### Problem statement
Repeat the full listing, word for word.

### Data for this exercise
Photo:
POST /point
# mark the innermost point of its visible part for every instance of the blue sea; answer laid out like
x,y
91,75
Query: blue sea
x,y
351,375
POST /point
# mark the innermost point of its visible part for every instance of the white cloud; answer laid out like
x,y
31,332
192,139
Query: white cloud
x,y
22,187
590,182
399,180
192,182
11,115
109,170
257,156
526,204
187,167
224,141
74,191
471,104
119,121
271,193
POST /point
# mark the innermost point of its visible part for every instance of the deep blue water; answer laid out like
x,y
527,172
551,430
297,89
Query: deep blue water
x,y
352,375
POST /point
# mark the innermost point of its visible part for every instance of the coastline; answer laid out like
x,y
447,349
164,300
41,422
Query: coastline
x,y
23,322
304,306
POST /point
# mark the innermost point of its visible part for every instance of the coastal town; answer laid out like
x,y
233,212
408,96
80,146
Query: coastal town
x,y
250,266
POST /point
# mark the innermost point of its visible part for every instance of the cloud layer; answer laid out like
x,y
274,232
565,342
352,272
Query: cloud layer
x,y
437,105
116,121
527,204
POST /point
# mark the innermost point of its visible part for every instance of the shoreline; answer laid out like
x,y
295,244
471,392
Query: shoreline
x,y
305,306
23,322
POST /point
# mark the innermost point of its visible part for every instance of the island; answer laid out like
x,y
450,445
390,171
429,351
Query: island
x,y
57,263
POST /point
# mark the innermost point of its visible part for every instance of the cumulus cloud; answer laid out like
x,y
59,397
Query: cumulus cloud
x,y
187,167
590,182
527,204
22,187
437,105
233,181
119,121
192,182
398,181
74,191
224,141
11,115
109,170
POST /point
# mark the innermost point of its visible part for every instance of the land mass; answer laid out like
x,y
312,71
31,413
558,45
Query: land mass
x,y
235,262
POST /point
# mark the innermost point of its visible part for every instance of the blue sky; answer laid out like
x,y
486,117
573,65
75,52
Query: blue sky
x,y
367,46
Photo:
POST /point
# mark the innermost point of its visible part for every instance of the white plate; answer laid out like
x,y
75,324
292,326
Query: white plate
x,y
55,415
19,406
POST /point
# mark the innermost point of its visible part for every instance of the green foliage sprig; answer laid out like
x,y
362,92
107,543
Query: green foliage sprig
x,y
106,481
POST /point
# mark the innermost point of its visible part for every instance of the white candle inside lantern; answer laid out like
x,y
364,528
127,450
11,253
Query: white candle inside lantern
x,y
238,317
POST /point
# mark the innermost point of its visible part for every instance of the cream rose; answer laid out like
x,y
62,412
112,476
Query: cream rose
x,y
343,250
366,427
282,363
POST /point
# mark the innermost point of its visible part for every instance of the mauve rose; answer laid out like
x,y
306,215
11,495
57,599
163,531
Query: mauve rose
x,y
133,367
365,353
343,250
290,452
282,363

### Task response
Photo:
POST /point
# mark the innermost point of its visible part for every instance of the blue sea; answer laid out like
x,y
91,75
Query: blue sea
x,y
351,375
POST /point
# mark the innermost point of its visible part for every instance of the white cloud; answer laid out like
x,y
31,332
192,139
Query: white cloud
x,y
22,187
590,182
399,180
192,182
11,115
109,170
257,156
526,204
187,167
224,141
74,191
471,104
119,121
271,193
POST /point
# mark the innermost point of its visible part for every instance of the deep blue water; answer laid out like
x,y
527,172
551,430
297,89
Query: deep blue water
x,y
352,375
POST /point
# mark the innermost point of its visible part for every instance of the coastline; answer laid out like
x,y
447,349
164,300
41,422
Query: coastline
x,y
23,322
304,306
POST /point
# mark the innermost point of its visible part for every instance of the coastal town; answer laid out like
x,y
233,212
408,96
80,146
Query: coastal town
x,y
250,266
POST /point
# mark the innermost point of its visible part for every instance of the cloud layer; answer laid out like
x,y
274,232
565,342
352,272
Query: cloud layer
x,y
437,105
116,121
527,204
POST /point
# mark the innermost point of its visible part for every instance of the shoreline; answer laid out like
x,y
295,244
471,392
Query: shoreline
x,y
305,306
23,322
POST /point
# mark the innermost point of its visible part for every instance of the island; answer laid out like
x,y
450,445
390,171
429,351
Query: island
x,y
57,263
POST /point
# mark the innermost point of its visible part for every instance of the cumulus cloud; answer laid out like
x,y
59,397
Query: cumulus cloud
x,y
187,167
590,182
527,204
22,187
437,105
233,181
119,121
192,182
398,181
74,191
224,141
11,115
109,170
POST /point
# mark the innermost point of its visible part for every instance of the land mass; answer laid out like
x,y
312,71
31,413
558,45
Query: land mass
x,y
235,262
POST /point
# mark the innermost point of its visible part for every instance of the blue sky; answer laid out like
x,y
486,117
573,65
75,52
Query: blue sky
x,y
367,46
Photo:
POST /point
# mark the innermost point of its visible part for every instance of the white plate; answer laid out like
x,y
75,324
292,326
Query: white plate
x,y
55,415
19,406
POST /point
# mark the innermost point of its visible part for every instance of the green foliage sprig; answer laid out like
x,y
362,92
107,543
Query: green foliage sprig
x,y
106,481
POST /point
# mark the innermost point of its visible part for every instance of the white candle inside lantern; answer laid out like
x,y
364,528
127,450
11,253
Query: white candle inside lantern
x,y
238,317
POST /point
# mark the innermost point of its visible part for every instance of the cream rose; answer laid out like
x,y
62,412
112,476
Query: cream rose
x,y
343,250
366,427
282,363
POST /point
# mark the innermost point of its visible part for every instance of the mauve rose; answer laid out like
x,y
306,215
11,495
57,599
163,531
Query: mauve rose
x,y
133,367
365,353
343,250
290,452
282,363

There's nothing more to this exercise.